┌──
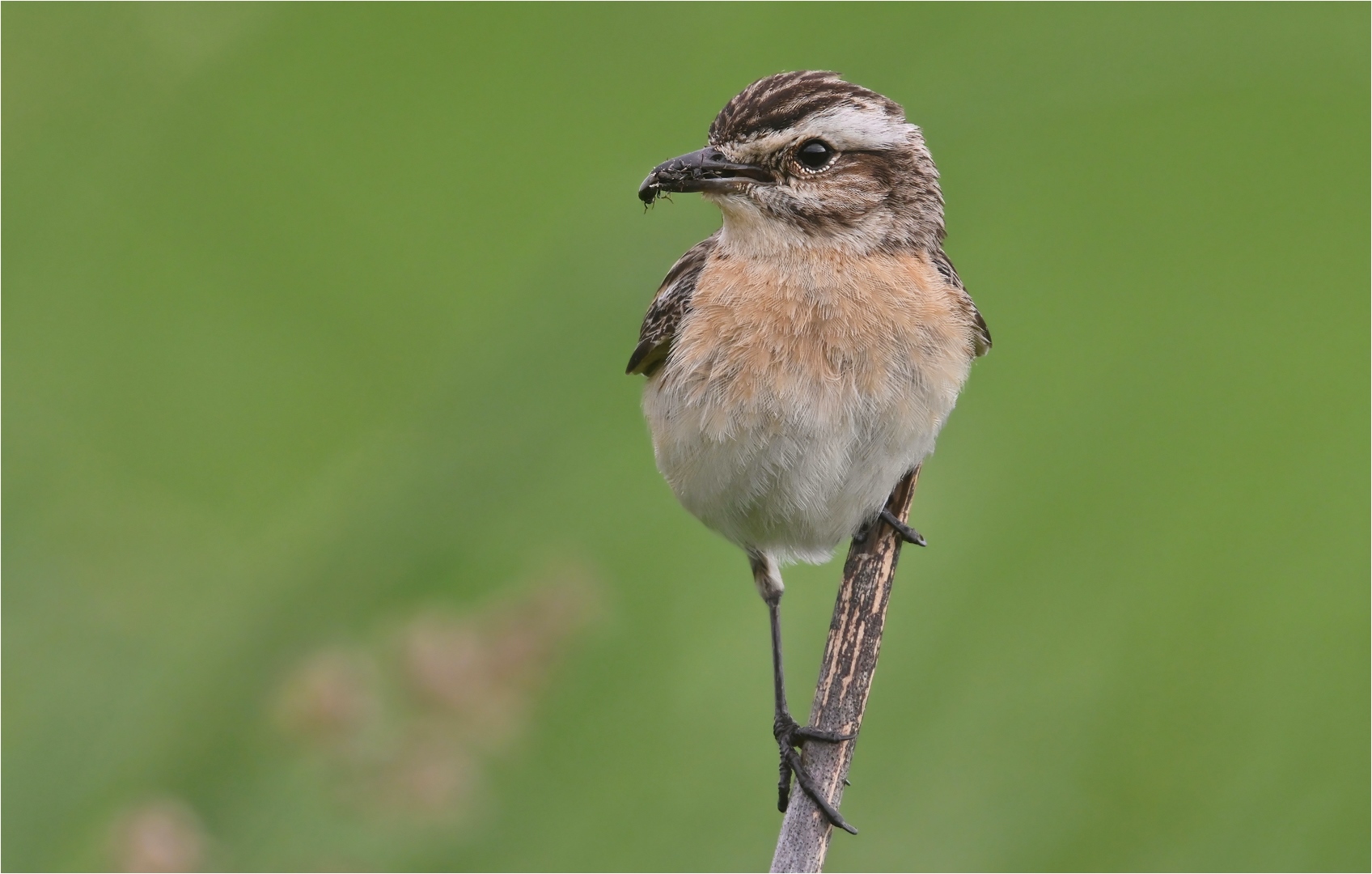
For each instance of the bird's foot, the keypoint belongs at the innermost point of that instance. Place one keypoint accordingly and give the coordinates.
(790, 737)
(906, 532)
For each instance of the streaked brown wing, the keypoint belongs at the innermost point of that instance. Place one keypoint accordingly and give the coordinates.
(981, 333)
(667, 309)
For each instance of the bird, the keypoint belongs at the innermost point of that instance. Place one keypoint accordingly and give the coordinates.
(802, 360)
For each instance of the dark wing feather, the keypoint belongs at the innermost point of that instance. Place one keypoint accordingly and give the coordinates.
(667, 309)
(981, 337)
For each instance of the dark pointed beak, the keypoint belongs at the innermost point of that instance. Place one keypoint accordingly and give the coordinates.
(707, 169)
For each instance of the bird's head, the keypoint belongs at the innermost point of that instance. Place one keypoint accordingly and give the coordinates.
(803, 159)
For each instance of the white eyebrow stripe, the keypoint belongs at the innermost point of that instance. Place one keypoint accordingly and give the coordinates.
(841, 126)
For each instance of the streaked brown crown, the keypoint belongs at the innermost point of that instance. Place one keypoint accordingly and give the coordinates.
(780, 102)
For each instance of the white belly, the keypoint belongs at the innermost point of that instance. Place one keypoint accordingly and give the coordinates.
(798, 392)
(802, 471)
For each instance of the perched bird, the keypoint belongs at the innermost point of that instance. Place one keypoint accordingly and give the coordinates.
(803, 359)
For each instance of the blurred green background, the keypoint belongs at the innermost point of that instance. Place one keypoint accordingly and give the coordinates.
(332, 532)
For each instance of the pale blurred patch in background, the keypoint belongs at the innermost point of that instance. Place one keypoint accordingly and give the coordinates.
(332, 532)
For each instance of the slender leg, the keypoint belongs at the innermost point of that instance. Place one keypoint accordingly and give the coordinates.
(902, 528)
(790, 734)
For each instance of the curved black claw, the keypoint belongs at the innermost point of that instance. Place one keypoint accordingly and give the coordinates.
(908, 534)
(790, 737)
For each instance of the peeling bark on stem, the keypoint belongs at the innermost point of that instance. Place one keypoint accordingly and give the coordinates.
(844, 682)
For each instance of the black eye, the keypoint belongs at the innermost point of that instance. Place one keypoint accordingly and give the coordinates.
(815, 154)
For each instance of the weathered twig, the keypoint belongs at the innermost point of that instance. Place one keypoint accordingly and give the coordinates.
(844, 681)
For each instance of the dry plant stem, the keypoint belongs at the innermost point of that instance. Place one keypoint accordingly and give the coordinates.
(844, 682)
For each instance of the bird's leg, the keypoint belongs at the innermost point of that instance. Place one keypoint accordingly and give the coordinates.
(907, 534)
(790, 734)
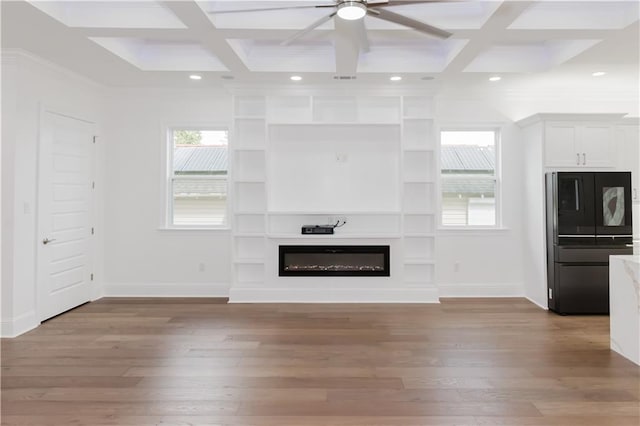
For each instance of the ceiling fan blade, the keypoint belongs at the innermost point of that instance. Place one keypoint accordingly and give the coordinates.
(402, 2)
(308, 29)
(386, 15)
(363, 39)
(266, 9)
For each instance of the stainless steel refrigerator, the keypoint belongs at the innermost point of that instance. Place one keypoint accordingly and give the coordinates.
(588, 219)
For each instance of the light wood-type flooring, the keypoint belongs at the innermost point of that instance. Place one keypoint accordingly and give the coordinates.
(204, 362)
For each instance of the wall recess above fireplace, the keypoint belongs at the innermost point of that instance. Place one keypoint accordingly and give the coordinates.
(342, 260)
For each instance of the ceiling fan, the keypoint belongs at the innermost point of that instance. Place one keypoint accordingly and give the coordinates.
(354, 11)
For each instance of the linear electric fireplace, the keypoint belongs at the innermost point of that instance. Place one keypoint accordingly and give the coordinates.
(342, 261)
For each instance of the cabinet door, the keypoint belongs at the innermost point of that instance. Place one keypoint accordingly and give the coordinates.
(560, 145)
(596, 145)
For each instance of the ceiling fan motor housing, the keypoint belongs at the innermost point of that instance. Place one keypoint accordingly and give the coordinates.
(352, 10)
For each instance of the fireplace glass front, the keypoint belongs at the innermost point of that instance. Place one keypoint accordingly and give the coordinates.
(334, 261)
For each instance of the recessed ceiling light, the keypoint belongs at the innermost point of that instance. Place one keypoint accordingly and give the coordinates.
(352, 10)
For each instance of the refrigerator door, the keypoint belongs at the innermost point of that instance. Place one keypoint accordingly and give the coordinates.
(574, 203)
(613, 208)
(582, 289)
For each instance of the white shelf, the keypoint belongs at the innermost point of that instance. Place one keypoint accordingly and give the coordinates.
(256, 234)
(249, 117)
(250, 180)
(419, 261)
(334, 123)
(250, 149)
(334, 213)
(332, 236)
(248, 261)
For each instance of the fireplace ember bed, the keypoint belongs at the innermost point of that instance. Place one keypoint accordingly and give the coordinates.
(343, 261)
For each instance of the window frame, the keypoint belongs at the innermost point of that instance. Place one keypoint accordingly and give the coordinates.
(498, 131)
(168, 177)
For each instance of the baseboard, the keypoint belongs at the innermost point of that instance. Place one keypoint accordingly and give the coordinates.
(14, 327)
(166, 290)
(546, 308)
(481, 290)
(320, 295)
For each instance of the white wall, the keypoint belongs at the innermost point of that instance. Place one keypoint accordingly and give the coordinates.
(28, 84)
(140, 257)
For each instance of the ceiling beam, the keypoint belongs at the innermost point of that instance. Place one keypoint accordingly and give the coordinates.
(492, 31)
(207, 34)
(346, 47)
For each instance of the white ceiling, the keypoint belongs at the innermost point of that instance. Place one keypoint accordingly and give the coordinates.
(159, 43)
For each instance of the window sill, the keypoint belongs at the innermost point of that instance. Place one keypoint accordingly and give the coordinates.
(194, 228)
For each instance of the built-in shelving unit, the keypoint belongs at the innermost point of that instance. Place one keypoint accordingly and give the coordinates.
(305, 160)
(418, 191)
(249, 190)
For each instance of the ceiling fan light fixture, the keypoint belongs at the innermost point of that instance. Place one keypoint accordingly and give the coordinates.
(352, 10)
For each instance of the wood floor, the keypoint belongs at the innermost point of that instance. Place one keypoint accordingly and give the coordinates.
(202, 362)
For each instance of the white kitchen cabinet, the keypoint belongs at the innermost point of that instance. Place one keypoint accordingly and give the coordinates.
(579, 144)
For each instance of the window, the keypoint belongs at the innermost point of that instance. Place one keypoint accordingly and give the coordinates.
(469, 178)
(197, 179)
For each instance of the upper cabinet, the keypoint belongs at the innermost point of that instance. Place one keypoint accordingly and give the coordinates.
(572, 141)
(571, 144)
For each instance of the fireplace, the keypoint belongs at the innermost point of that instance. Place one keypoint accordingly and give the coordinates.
(342, 261)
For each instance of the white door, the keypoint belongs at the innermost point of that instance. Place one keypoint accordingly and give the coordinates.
(65, 189)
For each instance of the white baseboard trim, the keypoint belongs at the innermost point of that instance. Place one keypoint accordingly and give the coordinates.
(546, 308)
(13, 327)
(166, 290)
(322, 295)
(481, 290)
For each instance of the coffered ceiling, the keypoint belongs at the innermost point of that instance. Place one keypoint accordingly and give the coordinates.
(160, 43)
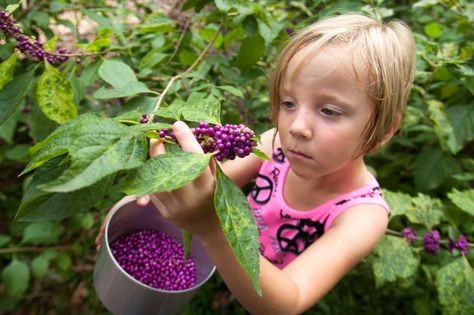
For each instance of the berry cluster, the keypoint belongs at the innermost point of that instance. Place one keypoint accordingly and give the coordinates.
(229, 141)
(27, 45)
(155, 259)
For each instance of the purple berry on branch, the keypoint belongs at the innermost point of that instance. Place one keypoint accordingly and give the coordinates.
(228, 141)
(431, 242)
(461, 245)
(408, 234)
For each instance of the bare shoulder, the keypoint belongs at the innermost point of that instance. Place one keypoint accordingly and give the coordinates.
(242, 170)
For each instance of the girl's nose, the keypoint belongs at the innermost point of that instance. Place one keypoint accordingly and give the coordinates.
(301, 126)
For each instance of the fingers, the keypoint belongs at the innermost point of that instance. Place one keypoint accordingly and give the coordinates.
(185, 138)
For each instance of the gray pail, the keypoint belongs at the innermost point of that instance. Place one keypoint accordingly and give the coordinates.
(122, 294)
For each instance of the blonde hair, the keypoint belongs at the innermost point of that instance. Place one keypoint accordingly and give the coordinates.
(387, 51)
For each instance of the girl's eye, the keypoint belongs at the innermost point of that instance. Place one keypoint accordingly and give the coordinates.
(329, 112)
(287, 104)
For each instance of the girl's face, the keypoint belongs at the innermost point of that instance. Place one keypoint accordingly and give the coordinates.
(324, 109)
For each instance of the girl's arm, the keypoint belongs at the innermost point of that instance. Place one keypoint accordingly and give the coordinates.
(312, 274)
(303, 282)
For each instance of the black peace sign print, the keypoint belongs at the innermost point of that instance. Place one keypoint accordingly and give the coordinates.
(297, 237)
(278, 156)
(262, 191)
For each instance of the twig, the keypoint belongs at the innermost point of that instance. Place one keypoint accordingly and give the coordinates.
(186, 72)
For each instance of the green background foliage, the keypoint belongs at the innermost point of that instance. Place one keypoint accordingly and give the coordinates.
(215, 52)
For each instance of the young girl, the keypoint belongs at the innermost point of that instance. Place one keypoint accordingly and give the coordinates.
(338, 92)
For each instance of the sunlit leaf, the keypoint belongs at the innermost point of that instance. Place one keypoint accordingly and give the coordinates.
(238, 225)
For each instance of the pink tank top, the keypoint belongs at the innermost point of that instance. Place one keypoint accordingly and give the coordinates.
(286, 232)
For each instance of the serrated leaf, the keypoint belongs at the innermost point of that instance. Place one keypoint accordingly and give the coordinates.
(131, 89)
(231, 90)
(55, 95)
(42, 233)
(173, 111)
(425, 210)
(251, 50)
(165, 172)
(398, 202)
(462, 120)
(97, 151)
(464, 200)
(205, 109)
(150, 126)
(7, 68)
(393, 260)
(40, 264)
(116, 73)
(260, 154)
(238, 225)
(432, 168)
(13, 93)
(455, 284)
(39, 205)
(16, 278)
(441, 124)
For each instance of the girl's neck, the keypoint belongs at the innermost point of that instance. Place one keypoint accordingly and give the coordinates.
(311, 193)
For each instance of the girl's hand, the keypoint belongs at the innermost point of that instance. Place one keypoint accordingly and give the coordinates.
(190, 207)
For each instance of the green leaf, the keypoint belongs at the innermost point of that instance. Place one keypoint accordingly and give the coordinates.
(187, 238)
(39, 205)
(231, 90)
(42, 233)
(116, 73)
(152, 58)
(16, 278)
(462, 120)
(432, 168)
(131, 89)
(393, 261)
(455, 284)
(173, 111)
(58, 142)
(40, 264)
(166, 172)
(238, 225)
(399, 203)
(433, 29)
(202, 109)
(97, 149)
(464, 200)
(55, 95)
(442, 126)
(13, 94)
(425, 210)
(251, 50)
(7, 68)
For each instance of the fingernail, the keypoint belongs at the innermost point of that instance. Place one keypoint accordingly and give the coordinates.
(178, 124)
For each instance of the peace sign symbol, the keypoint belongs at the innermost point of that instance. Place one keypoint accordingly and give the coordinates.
(262, 191)
(278, 156)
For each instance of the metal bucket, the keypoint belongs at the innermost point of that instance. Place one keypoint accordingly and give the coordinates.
(122, 294)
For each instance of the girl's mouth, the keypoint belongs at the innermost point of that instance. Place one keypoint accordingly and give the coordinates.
(299, 155)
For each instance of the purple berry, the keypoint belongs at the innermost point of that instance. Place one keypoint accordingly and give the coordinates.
(431, 242)
(155, 259)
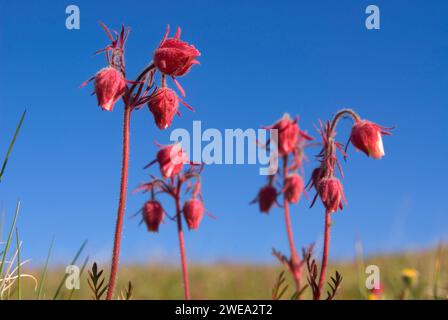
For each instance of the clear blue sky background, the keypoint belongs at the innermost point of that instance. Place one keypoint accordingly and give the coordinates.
(259, 59)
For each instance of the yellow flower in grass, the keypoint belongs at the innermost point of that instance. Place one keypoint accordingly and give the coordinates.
(373, 296)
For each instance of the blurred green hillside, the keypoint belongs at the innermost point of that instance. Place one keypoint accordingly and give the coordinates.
(244, 281)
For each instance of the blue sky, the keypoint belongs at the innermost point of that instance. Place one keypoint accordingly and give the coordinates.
(259, 60)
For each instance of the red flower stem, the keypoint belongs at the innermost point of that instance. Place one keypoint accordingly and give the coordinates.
(325, 252)
(121, 202)
(180, 233)
(295, 261)
(343, 113)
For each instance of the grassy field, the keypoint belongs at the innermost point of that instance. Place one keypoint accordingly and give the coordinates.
(237, 281)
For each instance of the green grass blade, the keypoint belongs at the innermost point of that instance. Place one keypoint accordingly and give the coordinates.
(44, 272)
(19, 291)
(8, 153)
(8, 242)
(66, 275)
(80, 275)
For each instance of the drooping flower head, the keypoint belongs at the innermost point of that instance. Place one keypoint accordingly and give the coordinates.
(293, 188)
(193, 212)
(316, 175)
(171, 160)
(288, 135)
(163, 104)
(109, 87)
(367, 137)
(175, 57)
(153, 215)
(267, 196)
(331, 193)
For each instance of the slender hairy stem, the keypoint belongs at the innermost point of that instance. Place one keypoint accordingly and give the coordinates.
(325, 251)
(343, 113)
(295, 261)
(121, 203)
(180, 233)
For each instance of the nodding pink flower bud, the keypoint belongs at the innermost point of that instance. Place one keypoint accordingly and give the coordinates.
(331, 194)
(109, 87)
(316, 175)
(171, 160)
(267, 198)
(175, 57)
(193, 212)
(366, 136)
(153, 215)
(293, 188)
(163, 104)
(288, 135)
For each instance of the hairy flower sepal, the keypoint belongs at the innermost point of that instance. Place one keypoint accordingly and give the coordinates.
(153, 214)
(193, 211)
(366, 136)
(175, 57)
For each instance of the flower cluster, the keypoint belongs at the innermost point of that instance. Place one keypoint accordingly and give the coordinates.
(290, 141)
(172, 160)
(173, 57)
(366, 136)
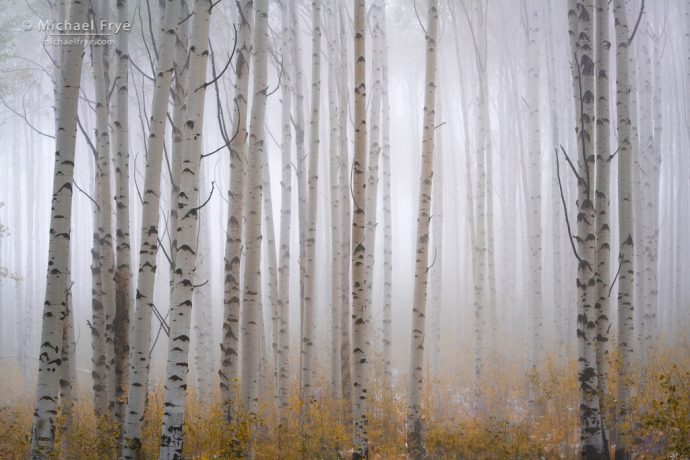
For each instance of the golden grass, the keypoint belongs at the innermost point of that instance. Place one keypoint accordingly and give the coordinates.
(505, 429)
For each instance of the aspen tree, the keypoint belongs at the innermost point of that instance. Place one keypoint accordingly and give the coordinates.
(415, 440)
(47, 391)
(141, 330)
(185, 259)
(179, 109)
(102, 252)
(285, 218)
(602, 204)
(534, 200)
(626, 321)
(272, 268)
(436, 269)
(68, 370)
(387, 207)
(251, 313)
(123, 295)
(345, 237)
(591, 430)
(334, 161)
(230, 364)
(372, 188)
(308, 326)
(360, 309)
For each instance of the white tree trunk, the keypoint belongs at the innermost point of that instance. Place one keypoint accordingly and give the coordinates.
(626, 322)
(387, 211)
(415, 440)
(534, 224)
(44, 420)
(591, 432)
(123, 295)
(345, 211)
(101, 236)
(285, 217)
(334, 161)
(602, 203)
(308, 339)
(360, 309)
(185, 259)
(251, 313)
(230, 364)
(141, 331)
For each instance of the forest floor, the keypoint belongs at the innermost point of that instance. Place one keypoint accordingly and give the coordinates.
(506, 428)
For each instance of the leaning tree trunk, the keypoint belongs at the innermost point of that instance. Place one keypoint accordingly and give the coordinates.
(251, 314)
(415, 441)
(602, 202)
(141, 331)
(54, 307)
(626, 321)
(230, 365)
(185, 258)
(360, 309)
(591, 432)
(123, 296)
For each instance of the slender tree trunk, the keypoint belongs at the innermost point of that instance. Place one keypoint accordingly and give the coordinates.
(123, 295)
(387, 211)
(372, 188)
(54, 307)
(185, 259)
(415, 440)
(251, 313)
(68, 372)
(271, 262)
(360, 309)
(626, 321)
(285, 218)
(141, 331)
(101, 227)
(591, 430)
(345, 238)
(308, 367)
(602, 204)
(179, 96)
(230, 364)
(334, 161)
(436, 268)
(534, 224)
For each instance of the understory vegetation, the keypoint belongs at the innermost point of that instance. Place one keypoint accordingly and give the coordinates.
(505, 428)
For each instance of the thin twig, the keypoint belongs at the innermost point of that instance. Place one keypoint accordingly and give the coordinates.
(565, 209)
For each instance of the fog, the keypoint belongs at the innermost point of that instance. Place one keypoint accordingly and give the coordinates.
(535, 281)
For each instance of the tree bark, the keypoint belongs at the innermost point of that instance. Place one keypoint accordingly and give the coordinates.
└──
Copy exactly the lines that run from the one containing "For each instance of the forest" to the last line of the listing, both included, and nothing more.

For each instance of the forest floor, the keypoint belongs at the innermost point of that instance. Place one keypoint accordingly and give the coordinates.
(506, 428)
For each instance of the leaning tree trunk, the keypoint belongs at the innermost point of that instance. Place one keypoint accordingly and give the coordinates.
(251, 314)
(415, 441)
(602, 202)
(141, 331)
(54, 307)
(626, 321)
(230, 365)
(185, 258)
(360, 309)
(591, 432)
(123, 296)
For each instance of the slender tree trunk, the keypoint belongs at the innermost point of that instance. Place one keypoint accordingly and give the coordinates.
(123, 295)
(387, 211)
(372, 188)
(54, 307)
(185, 259)
(415, 440)
(251, 313)
(68, 372)
(271, 262)
(360, 309)
(626, 321)
(285, 218)
(141, 331)
(101, 227)
(591, 430)
(345, 238)
(308, 367)
(602, 204)
(179, 96)
(230, 364)
(334, 161)
(436, 268)
(534, 224)
For each instance of the understory vegetation, the keypoint belongs at the innermost point of that instance. Place one keypoint accordingly and give the coordinates.
(505, 428)
For each instance of the thin twig, the keypoint belongs at the innermost point of that instance. Place one keypoint accordingly and give the coordinates.
(565, 209)
For each instance of the fog, the keypoint belongs at the innermost point of that instance. Place one keypoint accordingly and give the coordinates.
(535, 281)
For each instance of the tree bark, the keypoint belongs at the innermost point of that instance. Place one keypoint accordingly and give the coordinates.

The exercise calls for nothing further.